Objectif du travail.
Répondez à ces questions d'après le texte ci-dessous sur la certification CE des bateaux de plaisance.
(a) Quelle longueur doit avoir un bateau de plaisance pour relever de la Directive ?
(b) Quel est au final le principal motif de l'élaboration de directives de ce type ?
(c) Quel article du traité le second passage cité mentionne-t-il ?

Texte extrait.
..............................

Catégorie CE sur un yacht à moteur. Qu'est-ce que ça veut dire déjà ?
Certification CE sur les yachts à moteur de plaisance
Sentiment de sécurité justifié et injustifié...
La Directive relative aux bateaux de plaisance est d’application pour tous les bateaux de plaisance d’une longueur comprise entre 2,5 et 24 mètres qui sont mis sur le marché au sein de l’Union européenne. Dans cet article, nous nous limitons aux navires neufs et prêts à l’emploi.
Afin de mieux comprendre le contenu de cette Directive et les raisons qui ont présidé à son élaboration, nous allons examiner de plus près certains de ses paragraphes :
« Considérant que les dispositions législatives, réglementaires et administratives en vigueur dans les différents États membres en ce qui concerne les caractéristiques de sécurité des bateaux de plaisance ont un contenu et un champ d’application différents; que de telles disparités sont de nature à créer des entraves aux échanges et des conditions de concurrence inégales dans le marché intérieur » ;
L’une des raisons de l’élaboration de cette Directive est donc l’existence de nombreuses différences entre les États membres en ce qui concerne les caractéristiques de sécurité des bateaux de plaisance. Cela constitue un frein à l’établissement d’un Espace européen de libre circulation des marchandises. La mise en place de ce « Marché européen » est au final le principal motif à l’élaboration de directives de ce type.
« Considérant que : l’article 100 A paragraphe 3 du traité prévoit que la Commission, dans ses propositions en matière de santé, de sécurité, de protection de l’environnement et de protection des consommateurs, prend pour base un niveau de protection élevé; que les exigences essentielles constituent les critères auxquels les bateaux de plaisance, les bateaux partiellement achevés ainsi que les éléments ou pièces d’équipement, avant et après leur installation, doivent répondre » ;
L’environnement et le consommateur doivent être protégés (« niveau de protection élevé ») ; les bateaux de plaisance doivent à cette fin répondre à certains critères essentiels dont il est question dans les paragraphes qui suivent.

..............................

Liste des données.
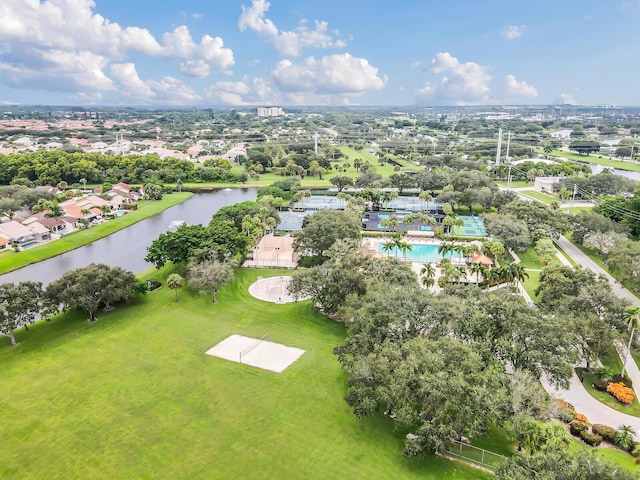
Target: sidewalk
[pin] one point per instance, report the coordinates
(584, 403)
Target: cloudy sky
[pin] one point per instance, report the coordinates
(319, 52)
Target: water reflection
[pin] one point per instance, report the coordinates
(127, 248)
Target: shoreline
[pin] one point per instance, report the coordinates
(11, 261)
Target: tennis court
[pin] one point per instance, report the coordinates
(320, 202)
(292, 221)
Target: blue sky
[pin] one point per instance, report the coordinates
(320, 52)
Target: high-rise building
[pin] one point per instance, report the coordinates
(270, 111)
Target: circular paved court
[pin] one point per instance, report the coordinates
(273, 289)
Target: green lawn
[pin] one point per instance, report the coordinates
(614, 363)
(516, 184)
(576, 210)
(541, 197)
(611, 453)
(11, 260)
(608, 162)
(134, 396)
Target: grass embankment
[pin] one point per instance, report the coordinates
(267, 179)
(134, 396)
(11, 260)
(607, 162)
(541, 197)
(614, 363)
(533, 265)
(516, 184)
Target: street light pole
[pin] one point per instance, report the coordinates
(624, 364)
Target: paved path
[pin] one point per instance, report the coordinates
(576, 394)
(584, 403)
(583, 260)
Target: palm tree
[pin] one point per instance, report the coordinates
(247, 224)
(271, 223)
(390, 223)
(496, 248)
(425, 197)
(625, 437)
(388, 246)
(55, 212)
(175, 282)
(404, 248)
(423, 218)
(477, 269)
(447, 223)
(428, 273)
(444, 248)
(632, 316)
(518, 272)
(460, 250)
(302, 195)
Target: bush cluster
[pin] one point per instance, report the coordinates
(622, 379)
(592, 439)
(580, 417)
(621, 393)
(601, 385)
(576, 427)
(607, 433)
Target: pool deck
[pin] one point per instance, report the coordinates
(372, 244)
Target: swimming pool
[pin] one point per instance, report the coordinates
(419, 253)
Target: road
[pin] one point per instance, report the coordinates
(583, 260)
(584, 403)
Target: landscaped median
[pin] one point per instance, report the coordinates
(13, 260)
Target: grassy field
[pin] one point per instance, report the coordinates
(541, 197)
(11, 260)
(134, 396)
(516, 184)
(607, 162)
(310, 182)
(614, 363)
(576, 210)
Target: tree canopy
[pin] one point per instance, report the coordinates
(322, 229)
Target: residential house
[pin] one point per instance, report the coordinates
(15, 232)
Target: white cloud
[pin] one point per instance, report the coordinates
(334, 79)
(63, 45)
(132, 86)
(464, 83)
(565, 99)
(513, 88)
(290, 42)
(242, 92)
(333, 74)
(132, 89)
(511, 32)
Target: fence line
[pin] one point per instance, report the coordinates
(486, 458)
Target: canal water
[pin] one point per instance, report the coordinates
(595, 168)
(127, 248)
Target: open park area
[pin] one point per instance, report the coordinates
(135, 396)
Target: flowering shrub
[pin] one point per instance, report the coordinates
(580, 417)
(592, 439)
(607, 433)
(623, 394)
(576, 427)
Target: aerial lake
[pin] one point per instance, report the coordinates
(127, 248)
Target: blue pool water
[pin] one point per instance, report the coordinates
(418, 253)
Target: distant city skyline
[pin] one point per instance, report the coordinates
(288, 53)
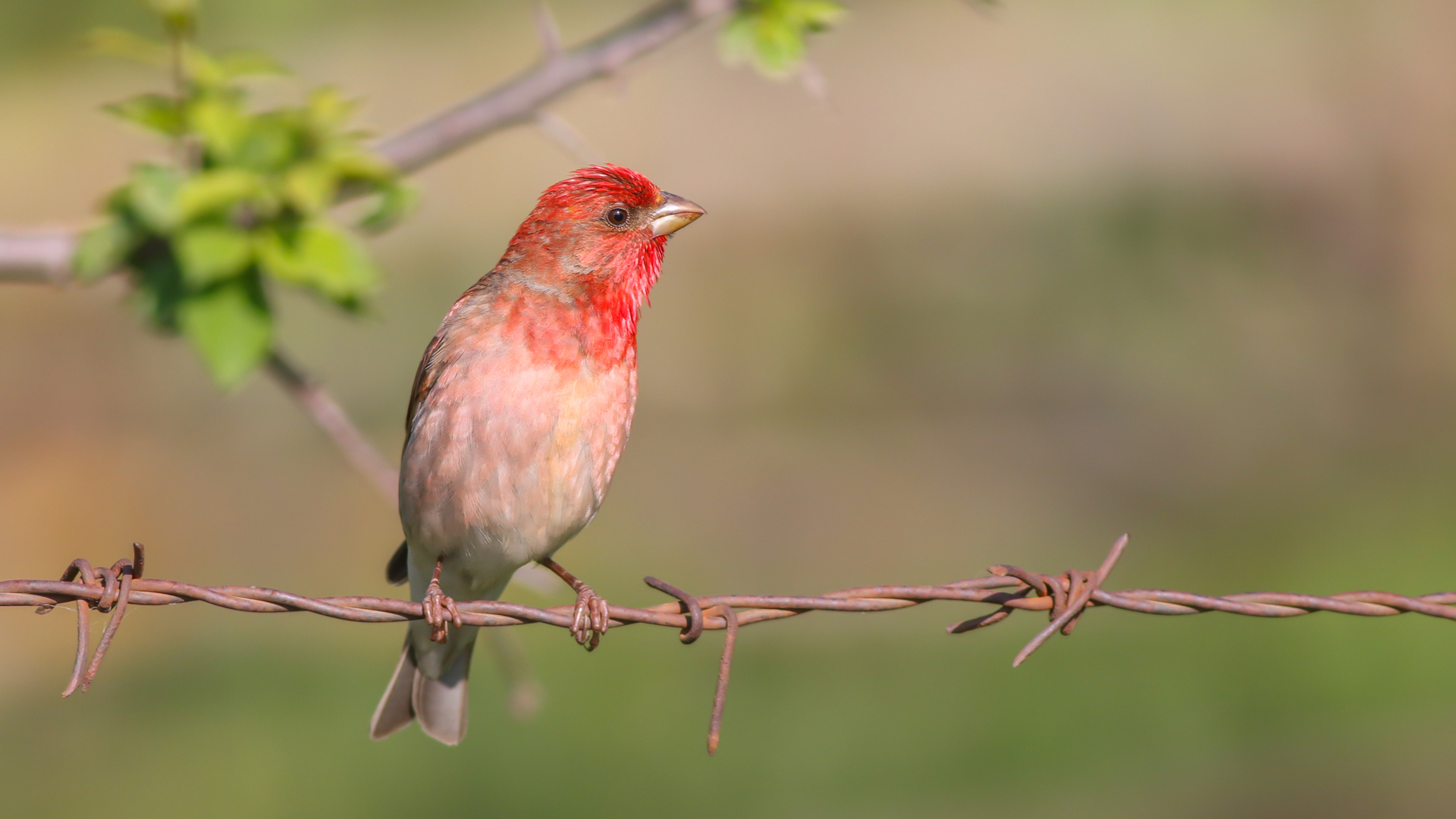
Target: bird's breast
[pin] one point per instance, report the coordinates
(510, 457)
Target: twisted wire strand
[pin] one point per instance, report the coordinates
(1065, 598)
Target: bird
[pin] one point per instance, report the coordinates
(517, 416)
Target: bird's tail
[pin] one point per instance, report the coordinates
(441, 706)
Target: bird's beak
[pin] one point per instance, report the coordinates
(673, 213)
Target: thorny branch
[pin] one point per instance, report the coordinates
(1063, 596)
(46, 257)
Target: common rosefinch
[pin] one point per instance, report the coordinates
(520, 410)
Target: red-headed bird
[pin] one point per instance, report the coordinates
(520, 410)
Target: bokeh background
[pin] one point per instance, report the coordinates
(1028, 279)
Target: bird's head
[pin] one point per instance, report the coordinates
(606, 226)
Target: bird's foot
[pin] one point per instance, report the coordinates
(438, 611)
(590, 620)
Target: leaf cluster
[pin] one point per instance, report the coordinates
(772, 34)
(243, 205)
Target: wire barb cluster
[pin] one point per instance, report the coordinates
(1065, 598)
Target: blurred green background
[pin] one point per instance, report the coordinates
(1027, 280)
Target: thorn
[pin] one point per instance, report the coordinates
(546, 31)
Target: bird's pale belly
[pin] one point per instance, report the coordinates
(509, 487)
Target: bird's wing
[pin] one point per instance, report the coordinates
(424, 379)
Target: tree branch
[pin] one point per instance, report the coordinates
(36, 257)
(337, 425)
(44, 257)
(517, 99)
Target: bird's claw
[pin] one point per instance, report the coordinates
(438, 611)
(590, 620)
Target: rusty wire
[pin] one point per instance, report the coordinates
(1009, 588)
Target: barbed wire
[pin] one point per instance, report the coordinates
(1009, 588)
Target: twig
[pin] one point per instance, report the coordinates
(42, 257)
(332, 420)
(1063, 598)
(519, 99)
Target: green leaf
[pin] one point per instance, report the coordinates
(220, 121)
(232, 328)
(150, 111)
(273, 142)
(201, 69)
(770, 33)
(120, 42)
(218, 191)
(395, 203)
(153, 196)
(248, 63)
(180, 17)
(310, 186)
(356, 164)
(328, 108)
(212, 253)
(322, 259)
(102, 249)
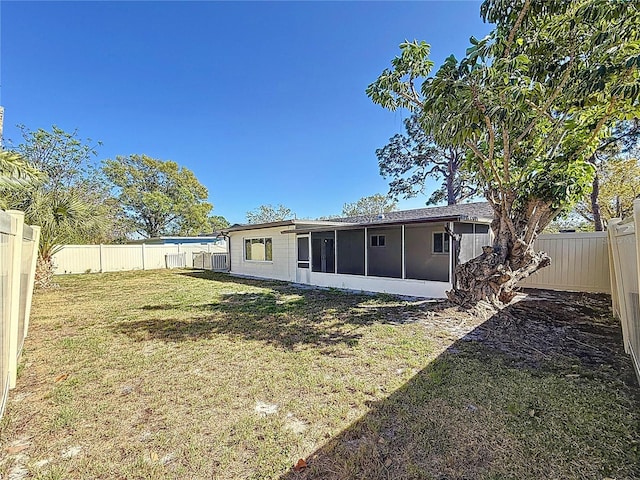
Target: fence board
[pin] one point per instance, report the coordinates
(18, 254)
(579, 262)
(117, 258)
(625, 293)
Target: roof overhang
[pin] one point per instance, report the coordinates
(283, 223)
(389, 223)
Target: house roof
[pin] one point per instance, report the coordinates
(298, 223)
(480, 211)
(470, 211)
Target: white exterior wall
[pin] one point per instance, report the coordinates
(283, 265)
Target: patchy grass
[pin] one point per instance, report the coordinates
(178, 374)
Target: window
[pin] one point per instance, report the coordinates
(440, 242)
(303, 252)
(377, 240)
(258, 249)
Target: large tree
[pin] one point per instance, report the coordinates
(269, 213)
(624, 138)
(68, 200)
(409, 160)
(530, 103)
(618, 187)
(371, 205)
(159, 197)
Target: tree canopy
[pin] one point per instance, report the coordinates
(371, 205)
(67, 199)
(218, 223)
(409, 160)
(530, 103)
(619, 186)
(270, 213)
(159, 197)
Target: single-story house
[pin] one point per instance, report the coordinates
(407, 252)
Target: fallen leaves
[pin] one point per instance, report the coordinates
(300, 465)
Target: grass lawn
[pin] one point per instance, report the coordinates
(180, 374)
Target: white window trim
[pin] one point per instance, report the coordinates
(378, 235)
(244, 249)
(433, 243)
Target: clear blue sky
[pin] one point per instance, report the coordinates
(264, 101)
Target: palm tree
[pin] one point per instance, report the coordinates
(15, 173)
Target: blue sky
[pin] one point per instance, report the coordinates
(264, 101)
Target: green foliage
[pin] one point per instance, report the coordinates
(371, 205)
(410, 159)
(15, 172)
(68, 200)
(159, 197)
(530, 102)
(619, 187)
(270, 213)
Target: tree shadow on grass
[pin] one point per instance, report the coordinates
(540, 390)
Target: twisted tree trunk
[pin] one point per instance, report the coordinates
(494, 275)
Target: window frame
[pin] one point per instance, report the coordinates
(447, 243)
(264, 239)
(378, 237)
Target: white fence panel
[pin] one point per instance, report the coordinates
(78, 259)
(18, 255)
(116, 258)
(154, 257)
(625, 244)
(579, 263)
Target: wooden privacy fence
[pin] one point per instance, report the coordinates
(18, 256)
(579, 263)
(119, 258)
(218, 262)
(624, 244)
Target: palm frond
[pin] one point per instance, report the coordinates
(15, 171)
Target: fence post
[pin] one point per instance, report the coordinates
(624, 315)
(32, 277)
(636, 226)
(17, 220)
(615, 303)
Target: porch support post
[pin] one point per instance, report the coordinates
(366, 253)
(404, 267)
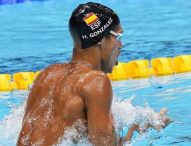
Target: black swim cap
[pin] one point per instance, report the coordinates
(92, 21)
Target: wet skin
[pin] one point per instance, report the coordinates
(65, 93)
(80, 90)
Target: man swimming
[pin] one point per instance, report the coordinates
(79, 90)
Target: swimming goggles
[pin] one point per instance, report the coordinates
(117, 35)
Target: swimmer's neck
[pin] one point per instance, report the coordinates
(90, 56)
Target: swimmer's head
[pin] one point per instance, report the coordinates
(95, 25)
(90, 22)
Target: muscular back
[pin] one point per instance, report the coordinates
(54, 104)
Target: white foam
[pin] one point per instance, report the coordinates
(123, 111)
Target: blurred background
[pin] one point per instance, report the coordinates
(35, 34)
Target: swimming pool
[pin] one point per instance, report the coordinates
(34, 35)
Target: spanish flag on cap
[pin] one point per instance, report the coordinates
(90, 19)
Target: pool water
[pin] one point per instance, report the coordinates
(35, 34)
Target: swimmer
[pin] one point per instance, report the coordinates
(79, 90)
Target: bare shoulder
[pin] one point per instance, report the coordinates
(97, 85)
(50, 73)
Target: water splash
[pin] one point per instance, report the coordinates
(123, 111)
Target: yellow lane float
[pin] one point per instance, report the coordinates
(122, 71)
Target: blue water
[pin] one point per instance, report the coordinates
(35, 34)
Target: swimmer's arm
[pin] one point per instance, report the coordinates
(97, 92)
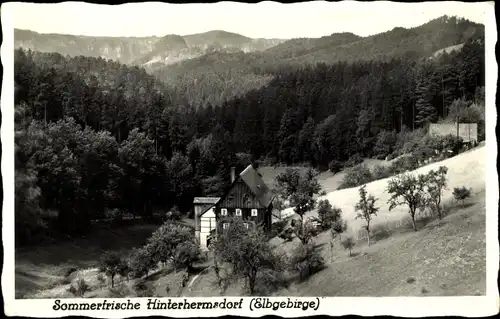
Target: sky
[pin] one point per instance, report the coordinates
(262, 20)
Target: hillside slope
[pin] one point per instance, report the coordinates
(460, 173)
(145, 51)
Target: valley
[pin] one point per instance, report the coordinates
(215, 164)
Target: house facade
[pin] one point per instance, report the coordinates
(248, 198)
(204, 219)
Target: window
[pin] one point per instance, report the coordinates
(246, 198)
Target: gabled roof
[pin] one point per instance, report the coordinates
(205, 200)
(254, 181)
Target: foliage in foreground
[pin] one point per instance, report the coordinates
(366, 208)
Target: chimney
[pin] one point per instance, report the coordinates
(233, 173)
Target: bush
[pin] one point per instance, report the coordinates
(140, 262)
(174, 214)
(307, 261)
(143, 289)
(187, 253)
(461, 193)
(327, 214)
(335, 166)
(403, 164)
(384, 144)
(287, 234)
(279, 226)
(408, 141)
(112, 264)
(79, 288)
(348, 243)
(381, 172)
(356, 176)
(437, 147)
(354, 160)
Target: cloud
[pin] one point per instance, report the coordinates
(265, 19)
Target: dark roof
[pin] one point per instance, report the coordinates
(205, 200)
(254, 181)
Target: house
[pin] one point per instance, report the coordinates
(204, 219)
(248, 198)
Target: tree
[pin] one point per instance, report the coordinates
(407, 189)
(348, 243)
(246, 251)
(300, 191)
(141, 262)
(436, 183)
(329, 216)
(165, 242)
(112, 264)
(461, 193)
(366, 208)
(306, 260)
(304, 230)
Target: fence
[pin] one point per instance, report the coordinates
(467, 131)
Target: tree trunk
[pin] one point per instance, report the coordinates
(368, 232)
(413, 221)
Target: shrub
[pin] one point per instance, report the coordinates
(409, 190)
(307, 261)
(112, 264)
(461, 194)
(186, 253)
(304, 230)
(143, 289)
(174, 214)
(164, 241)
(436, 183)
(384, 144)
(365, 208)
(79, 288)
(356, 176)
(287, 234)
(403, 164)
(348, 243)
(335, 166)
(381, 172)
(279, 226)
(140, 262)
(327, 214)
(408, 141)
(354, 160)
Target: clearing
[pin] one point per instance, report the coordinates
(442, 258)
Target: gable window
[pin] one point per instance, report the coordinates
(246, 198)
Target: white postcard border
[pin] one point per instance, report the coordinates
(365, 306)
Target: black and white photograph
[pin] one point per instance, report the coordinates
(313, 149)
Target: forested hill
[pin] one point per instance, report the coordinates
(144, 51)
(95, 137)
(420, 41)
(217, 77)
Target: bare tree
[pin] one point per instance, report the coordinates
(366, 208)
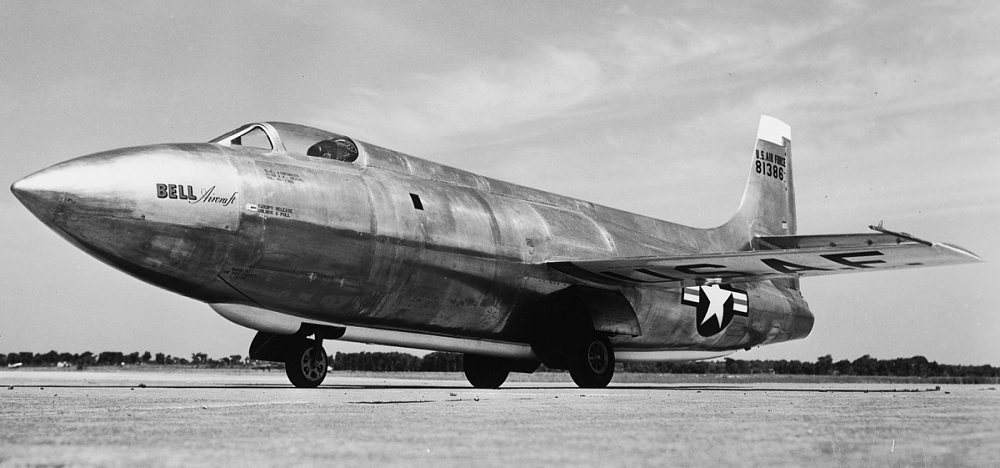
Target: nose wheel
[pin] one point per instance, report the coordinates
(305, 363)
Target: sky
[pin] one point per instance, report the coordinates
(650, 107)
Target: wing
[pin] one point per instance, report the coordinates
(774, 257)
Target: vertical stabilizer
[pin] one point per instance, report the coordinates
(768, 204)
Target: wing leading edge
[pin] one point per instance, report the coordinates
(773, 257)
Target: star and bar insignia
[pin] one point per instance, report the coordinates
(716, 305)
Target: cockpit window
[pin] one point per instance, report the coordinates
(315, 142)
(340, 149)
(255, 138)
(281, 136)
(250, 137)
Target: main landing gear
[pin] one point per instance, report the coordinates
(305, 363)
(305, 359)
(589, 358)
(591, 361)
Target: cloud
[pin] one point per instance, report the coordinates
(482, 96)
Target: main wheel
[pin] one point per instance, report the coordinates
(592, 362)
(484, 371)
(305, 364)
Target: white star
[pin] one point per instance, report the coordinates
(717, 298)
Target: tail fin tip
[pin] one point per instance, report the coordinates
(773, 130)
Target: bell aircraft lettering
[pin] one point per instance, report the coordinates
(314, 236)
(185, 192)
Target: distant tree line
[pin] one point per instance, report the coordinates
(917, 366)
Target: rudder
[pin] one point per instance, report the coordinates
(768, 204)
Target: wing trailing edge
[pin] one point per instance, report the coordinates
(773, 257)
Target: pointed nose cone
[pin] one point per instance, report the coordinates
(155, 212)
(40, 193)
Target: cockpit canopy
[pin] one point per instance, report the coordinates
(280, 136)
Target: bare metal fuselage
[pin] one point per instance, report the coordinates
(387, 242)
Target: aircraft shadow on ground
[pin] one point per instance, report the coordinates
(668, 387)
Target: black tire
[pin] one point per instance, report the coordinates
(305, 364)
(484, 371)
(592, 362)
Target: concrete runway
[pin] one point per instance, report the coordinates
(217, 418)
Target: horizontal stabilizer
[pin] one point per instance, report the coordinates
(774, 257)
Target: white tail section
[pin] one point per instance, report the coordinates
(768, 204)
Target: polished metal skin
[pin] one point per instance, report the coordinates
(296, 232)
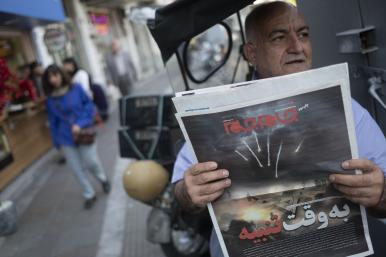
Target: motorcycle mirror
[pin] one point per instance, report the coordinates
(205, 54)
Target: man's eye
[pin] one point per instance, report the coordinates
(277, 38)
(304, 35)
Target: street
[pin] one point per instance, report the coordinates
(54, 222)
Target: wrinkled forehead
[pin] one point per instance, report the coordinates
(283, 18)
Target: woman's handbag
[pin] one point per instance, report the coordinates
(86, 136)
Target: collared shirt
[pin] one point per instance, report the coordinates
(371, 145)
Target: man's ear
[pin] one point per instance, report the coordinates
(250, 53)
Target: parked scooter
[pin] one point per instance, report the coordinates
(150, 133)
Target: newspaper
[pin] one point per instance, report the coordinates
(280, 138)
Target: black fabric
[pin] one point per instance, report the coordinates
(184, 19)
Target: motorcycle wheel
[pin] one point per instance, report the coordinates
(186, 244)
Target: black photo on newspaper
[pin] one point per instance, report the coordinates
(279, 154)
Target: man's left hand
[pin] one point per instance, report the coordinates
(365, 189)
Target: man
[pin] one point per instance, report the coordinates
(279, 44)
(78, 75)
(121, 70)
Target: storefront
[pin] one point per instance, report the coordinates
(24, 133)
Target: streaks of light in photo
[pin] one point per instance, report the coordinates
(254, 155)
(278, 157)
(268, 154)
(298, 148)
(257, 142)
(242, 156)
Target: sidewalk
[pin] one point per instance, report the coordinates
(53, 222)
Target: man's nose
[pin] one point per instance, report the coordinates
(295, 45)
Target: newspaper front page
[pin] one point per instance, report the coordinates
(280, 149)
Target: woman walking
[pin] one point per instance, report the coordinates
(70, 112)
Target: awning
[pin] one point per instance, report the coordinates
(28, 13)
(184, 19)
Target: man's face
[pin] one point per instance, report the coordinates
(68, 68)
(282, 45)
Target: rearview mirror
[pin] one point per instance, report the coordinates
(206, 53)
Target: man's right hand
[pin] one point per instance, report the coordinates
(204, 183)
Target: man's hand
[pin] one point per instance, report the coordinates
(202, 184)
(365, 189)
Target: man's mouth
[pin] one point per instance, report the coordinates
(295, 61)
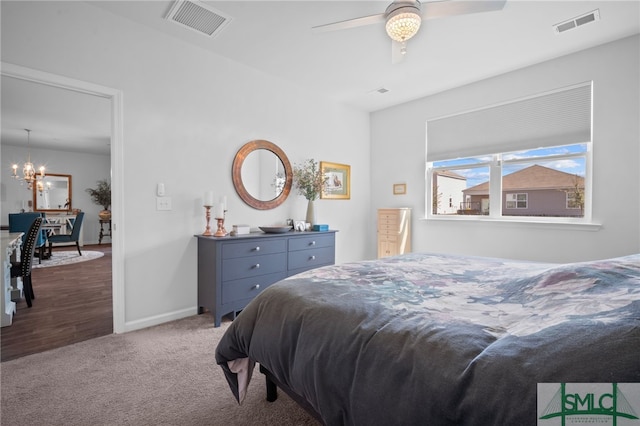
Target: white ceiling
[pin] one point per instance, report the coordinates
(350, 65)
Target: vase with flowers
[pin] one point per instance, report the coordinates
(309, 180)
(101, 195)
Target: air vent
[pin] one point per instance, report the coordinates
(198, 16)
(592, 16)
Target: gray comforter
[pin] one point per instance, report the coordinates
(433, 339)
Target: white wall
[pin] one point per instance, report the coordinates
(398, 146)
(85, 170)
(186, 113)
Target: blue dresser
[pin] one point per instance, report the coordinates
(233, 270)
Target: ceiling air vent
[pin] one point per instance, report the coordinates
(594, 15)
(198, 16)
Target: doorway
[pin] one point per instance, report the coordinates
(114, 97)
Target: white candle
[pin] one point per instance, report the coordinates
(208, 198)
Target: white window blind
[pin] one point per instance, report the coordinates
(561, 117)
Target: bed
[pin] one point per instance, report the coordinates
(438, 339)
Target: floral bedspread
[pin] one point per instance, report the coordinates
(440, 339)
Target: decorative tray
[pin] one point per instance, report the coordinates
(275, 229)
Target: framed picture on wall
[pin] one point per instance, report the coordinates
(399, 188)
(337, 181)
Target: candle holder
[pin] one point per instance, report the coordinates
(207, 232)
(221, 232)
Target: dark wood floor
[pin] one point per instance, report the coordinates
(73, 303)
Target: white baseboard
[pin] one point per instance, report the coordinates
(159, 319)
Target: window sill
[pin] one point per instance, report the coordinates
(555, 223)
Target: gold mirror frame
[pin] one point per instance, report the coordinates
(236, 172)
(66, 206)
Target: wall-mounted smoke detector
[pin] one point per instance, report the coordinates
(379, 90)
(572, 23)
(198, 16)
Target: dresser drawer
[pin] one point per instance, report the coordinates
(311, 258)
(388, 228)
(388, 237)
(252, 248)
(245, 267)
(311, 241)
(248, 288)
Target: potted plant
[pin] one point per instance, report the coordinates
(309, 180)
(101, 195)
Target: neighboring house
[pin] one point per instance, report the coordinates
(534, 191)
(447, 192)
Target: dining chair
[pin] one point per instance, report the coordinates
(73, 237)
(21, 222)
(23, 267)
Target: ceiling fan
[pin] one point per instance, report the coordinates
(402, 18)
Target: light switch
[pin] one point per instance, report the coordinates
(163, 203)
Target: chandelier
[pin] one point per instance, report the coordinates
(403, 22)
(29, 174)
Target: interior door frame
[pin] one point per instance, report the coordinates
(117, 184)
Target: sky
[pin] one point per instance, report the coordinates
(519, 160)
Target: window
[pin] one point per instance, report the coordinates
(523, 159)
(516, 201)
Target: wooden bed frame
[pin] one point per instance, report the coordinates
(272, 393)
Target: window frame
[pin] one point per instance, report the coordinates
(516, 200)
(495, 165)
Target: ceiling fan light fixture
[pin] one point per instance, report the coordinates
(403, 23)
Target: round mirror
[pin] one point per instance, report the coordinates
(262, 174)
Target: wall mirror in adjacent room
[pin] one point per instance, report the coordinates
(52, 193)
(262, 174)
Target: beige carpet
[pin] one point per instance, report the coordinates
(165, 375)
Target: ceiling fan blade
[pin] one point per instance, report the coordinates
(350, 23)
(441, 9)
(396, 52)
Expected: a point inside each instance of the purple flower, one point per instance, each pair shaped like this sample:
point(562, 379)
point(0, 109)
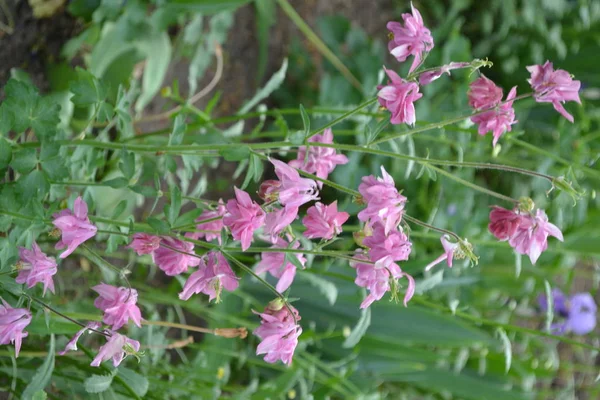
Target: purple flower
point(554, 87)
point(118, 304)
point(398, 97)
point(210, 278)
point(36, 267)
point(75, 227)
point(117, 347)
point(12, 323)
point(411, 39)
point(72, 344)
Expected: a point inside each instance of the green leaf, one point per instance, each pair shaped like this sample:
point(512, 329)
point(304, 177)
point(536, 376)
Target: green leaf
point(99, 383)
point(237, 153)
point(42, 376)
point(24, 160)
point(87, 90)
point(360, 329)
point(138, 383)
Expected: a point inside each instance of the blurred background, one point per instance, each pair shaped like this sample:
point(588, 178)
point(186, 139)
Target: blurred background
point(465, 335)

..............................

Résultat obtenu.
(a) Sa longueur doit être comprise entre 2,5 et 24 mètres.
(b) Ce motif est la mise en place du « Marché européen ».
(c) Il mentionne l'article 100 A paragraphe 3 du traité.